TASK INSTRUCTIONS: Format the rows from the line containing "as point(159, 141)." up to and including the last line of the rows as a JSON list of strings, one string per line, with blank lines left out.

MATERIAL FOR THIS EXERCISE:
Start
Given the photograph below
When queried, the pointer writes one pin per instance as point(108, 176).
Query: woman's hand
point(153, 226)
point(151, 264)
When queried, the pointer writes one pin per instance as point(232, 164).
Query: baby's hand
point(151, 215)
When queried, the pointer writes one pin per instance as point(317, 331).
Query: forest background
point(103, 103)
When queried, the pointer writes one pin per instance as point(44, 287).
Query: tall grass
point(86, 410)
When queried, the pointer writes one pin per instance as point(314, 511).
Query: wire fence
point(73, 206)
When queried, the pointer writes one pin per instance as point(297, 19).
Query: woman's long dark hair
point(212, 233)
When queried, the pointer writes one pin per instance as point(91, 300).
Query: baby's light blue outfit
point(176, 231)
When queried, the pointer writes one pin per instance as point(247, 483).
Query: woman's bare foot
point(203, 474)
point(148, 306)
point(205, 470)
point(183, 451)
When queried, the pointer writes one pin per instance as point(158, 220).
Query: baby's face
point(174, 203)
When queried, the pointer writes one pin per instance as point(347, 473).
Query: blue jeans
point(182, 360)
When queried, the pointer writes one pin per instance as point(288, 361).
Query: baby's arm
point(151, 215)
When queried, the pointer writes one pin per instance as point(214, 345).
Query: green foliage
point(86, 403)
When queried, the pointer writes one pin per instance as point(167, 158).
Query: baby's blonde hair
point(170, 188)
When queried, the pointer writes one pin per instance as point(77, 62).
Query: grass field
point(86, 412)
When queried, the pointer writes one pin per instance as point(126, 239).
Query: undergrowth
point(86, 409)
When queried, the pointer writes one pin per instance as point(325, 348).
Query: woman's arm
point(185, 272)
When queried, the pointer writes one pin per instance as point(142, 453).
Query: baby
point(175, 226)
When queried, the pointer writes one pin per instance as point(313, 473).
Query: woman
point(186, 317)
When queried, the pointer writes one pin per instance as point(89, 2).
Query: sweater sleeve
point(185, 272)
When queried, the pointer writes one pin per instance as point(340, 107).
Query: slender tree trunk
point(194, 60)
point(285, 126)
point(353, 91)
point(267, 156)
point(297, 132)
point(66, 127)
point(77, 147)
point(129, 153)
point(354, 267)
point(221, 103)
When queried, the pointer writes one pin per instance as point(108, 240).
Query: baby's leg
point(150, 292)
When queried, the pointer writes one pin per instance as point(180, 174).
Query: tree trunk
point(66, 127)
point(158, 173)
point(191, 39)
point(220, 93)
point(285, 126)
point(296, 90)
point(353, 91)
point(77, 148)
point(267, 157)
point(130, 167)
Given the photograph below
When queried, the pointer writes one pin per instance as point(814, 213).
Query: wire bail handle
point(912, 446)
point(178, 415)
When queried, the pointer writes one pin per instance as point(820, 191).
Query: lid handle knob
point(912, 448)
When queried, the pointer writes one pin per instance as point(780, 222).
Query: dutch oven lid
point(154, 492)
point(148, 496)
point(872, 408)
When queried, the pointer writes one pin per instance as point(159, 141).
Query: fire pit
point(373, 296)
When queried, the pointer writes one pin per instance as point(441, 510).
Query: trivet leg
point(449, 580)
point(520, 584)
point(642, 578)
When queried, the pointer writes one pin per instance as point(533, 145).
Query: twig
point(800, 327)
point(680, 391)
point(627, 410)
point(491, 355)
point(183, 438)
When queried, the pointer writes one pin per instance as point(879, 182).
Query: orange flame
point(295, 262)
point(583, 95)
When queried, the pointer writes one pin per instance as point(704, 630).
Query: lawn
End
RESULT:
[
  "When queried, the pointer writes one pin per instance as point(159, 141).",
  "Query: fire pit",
  "point(373, 296)",
  "When queried, the pointer writes one pin per instance as point(441, 510).",
  "Query: trivet leg",
  "point(449, 580)",
  "point(520, 584)",
  "point(642, 578)",
  "When queried, the pointer writes one pin per instance as point(533, 145).",
  "Query: twig",
  "point(800, 327)",
  "point(680, 391)",
  "point(627, 410)",
  "point(491, 355)",
  "point(183, 438)",
  "When queried, the pointer writes one pin per instance as point(879, 182).",
  "Query: orange flame",
  "point(295, 262)",
  "point(583, 95)",
  "When queried, the pointer writes one pin per instance as point(704, 630).",
  "Query: lawn"
]